══ DATA EXTRACT

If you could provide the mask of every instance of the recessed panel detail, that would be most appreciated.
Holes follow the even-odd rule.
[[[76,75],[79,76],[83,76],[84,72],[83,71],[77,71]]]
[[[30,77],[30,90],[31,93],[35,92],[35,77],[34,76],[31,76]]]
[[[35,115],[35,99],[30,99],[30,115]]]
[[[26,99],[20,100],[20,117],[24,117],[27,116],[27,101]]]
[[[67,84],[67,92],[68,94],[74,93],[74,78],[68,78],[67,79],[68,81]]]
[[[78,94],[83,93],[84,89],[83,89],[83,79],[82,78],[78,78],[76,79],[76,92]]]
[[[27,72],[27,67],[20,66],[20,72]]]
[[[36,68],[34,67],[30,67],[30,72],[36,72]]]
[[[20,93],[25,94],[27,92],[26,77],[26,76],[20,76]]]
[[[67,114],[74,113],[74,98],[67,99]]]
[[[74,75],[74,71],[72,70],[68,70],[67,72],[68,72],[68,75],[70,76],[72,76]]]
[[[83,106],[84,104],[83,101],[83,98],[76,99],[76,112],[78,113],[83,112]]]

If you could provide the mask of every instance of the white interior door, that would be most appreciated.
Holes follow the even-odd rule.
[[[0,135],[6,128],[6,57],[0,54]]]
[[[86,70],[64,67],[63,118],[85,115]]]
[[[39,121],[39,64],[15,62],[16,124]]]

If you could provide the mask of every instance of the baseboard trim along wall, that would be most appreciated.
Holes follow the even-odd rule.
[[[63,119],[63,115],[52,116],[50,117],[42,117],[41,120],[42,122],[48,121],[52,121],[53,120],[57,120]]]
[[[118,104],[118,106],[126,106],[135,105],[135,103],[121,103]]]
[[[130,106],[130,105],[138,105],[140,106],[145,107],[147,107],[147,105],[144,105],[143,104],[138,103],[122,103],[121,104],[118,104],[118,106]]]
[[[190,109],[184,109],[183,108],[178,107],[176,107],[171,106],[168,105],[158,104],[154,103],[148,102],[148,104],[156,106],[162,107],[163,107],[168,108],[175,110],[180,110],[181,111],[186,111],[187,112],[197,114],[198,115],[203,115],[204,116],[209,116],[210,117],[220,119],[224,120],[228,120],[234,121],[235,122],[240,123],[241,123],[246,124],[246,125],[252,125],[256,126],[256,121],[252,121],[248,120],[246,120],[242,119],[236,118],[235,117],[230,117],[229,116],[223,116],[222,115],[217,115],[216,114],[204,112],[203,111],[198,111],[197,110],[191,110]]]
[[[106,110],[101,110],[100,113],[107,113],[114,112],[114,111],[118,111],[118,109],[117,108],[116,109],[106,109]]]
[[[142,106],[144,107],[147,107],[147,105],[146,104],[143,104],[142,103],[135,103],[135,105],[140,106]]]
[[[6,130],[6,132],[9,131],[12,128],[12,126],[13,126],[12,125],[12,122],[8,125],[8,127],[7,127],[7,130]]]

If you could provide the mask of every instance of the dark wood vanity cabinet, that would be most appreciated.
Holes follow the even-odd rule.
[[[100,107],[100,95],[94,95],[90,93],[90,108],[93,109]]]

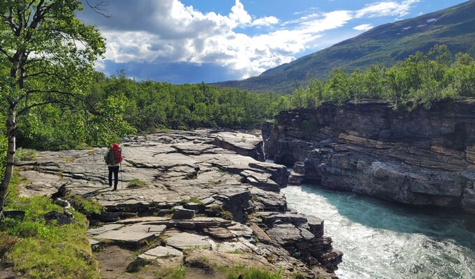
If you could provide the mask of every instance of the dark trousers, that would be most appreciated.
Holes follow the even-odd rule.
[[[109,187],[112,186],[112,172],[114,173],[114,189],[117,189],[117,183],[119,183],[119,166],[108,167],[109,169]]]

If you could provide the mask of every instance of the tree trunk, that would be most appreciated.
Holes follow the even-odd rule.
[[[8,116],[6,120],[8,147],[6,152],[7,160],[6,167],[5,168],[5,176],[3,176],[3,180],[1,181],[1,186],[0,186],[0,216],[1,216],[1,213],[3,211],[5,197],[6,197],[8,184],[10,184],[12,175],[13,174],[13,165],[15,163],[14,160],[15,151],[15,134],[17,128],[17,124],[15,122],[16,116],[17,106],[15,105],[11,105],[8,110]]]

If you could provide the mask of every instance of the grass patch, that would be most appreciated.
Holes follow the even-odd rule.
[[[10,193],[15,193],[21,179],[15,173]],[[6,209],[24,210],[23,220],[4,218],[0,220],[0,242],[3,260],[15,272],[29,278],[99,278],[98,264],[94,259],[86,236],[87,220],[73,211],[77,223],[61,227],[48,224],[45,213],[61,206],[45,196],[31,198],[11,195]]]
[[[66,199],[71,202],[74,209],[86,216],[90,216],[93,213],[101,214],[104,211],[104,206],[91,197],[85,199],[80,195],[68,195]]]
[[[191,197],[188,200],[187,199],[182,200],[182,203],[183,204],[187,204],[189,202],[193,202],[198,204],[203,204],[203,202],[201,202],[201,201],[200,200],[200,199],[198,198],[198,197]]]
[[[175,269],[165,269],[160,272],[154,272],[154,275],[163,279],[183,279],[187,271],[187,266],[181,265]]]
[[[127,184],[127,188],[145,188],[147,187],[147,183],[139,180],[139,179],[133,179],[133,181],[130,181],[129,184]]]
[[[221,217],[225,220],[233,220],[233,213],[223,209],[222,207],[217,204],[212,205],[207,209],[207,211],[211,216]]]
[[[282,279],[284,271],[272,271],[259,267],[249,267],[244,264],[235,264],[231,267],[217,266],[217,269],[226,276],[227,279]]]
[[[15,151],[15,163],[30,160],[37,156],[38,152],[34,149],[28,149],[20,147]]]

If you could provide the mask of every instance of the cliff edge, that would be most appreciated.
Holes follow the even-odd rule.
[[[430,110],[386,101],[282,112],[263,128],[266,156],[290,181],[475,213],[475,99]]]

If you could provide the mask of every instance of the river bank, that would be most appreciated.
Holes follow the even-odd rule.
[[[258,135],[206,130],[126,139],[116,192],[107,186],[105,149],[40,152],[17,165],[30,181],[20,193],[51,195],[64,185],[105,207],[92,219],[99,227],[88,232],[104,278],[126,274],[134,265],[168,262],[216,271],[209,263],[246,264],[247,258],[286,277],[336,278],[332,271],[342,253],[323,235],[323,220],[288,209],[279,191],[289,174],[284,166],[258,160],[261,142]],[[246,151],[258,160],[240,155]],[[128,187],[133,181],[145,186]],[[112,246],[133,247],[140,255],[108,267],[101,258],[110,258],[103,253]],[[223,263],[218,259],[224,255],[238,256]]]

════
══ DATA EXTRACT

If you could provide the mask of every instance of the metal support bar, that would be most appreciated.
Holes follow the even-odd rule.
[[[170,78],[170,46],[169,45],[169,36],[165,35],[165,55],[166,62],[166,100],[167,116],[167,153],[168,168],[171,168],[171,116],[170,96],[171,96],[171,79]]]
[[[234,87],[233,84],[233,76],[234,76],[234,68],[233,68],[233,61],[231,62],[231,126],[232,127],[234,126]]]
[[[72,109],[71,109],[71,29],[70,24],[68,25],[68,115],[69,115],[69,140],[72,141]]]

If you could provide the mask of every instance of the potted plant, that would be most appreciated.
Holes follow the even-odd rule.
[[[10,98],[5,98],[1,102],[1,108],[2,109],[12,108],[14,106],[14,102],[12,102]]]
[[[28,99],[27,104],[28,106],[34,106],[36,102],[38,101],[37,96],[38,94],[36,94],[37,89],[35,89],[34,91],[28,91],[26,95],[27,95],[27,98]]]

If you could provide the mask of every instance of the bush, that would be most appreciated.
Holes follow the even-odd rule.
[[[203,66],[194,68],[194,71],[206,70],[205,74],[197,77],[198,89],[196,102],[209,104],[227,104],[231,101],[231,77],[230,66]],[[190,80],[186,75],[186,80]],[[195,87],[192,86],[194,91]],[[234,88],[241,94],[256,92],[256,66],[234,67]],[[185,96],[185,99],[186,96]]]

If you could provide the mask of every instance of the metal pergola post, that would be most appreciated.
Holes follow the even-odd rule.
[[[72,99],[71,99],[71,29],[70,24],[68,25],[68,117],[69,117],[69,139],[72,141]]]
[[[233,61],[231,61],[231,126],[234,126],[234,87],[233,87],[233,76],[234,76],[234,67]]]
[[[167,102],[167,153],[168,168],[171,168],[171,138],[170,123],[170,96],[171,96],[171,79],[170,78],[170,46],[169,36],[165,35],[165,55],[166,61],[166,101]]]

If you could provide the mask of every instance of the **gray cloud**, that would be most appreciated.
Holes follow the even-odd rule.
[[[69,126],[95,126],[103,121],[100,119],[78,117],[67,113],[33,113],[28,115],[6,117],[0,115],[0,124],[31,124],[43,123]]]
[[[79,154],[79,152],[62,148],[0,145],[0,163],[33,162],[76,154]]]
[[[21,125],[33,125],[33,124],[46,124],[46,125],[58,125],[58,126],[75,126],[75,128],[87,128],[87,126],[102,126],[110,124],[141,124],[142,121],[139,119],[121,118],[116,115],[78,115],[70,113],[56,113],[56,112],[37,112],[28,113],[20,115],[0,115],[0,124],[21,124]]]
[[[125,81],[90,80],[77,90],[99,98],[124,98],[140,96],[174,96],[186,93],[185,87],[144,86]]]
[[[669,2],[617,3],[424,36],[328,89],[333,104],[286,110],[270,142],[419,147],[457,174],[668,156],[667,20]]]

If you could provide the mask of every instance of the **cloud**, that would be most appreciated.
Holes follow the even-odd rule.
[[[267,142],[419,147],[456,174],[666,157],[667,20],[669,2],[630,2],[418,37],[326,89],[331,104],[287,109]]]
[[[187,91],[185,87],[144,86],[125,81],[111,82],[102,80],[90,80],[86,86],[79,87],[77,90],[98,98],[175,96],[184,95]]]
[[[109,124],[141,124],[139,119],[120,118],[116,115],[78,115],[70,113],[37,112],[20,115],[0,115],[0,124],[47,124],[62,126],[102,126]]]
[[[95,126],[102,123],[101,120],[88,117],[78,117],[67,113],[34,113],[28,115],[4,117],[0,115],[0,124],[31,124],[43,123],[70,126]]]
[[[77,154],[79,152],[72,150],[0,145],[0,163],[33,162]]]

════
══ DATA EXTRACT

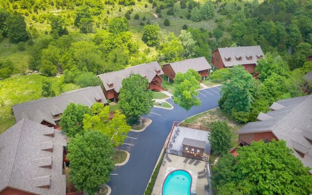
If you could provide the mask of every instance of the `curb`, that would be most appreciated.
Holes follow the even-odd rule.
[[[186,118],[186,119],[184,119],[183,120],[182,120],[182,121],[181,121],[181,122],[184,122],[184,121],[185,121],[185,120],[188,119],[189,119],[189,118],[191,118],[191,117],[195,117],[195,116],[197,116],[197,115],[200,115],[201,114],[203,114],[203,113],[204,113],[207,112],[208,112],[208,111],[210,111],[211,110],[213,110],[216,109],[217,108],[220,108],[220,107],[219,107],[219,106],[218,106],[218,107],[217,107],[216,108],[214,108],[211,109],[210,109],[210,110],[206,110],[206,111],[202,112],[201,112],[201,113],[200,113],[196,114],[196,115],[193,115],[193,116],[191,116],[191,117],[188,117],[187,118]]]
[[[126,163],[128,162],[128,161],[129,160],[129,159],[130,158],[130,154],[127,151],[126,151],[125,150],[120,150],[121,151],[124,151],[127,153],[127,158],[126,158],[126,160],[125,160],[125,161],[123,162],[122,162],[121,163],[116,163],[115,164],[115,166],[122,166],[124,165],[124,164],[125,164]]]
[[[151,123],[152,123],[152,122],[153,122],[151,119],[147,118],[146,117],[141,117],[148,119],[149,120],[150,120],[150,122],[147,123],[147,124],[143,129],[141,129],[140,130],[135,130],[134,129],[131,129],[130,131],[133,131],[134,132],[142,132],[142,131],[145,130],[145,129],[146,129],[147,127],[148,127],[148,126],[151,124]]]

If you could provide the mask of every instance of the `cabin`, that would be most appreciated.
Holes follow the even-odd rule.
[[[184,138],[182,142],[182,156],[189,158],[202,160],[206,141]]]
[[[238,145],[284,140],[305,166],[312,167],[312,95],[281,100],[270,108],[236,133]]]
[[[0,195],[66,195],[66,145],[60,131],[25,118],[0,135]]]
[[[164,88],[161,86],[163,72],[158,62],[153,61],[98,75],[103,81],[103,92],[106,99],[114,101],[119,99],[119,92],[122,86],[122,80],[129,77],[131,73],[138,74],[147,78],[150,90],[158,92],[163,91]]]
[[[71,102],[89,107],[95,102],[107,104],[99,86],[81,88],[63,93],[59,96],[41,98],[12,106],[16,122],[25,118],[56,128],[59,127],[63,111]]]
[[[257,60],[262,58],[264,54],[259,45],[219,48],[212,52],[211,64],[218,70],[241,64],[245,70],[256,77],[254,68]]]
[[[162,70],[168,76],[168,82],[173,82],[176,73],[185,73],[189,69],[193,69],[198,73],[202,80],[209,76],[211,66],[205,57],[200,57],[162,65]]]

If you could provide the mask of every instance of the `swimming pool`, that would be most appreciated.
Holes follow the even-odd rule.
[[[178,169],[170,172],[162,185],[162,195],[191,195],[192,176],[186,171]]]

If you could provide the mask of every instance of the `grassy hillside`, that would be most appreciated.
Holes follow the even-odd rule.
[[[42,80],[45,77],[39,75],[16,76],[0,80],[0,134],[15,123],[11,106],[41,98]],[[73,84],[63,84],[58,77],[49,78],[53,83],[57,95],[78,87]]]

════

▸ **AIM**
Lay out the items from the line with "detail, that would be most appreciated." to the line with "[[[39,121],[39,64],[15,62],[16,124]]]" as a numbered list, leaving out any blank lines.

▸ **THE RESPONSE**
1. If you could provide the mask of every instance of the recessed panel detail, that would be most appreciated.
2. Holes follow the even-odd rule.
3. [[[76,75],[79,76],[83,76],[84,72],[83,71],[77,71]]]
4. [[[30,77],[30,90],[31,93],[35,92],[35,77],[34,76],[31,76]]]
5. [[[35,115],[35,99],[30,99],[30,115]]]
6. [[[26,99],[20,100],[20,117],[24,117],[27,116],[27,101]]]
7. [[[67,84],[67,92],[68,94],[74,93],[74,78],[68,78],[67,79],[68,81]]]
8. [[[78,94],[83,93],[84,89],[83,89],[83,79],[82,78],[78,78],[76,79],[76,92]]]
9. [[[27,72],[27,67],[20,66],[20,72]]]
10. [[[36,68],[34,67],[30,67],[30,72],[36,72]]]
11. [[[20,93],[25,94],[27,92],[26,77],[26,76],[20,76]]]
12. [[[67,114],[74,113],[74,98],[67,99]]]
13. [[[74,75],[74,71],[72,70],[68,70],[67,72],[68,72],[68,75],[70,76],[72,76]]]
14. [[[83,106],[84,104],[83,101],[83,98],[76,99],[76,112],[78,113],[83,112]]]
15. If you could provide the mask of every instance of the white interior door, that would be most appreciated.
16. Holes follow the even-odd rule.
17. [[[0,135],[6,128],[6,57],[0,54]]]
18. [[[86,70],[64,67],[63,118],[85,115]]]
19. [[[39,121],[39,64],[15,62],[16,124]]]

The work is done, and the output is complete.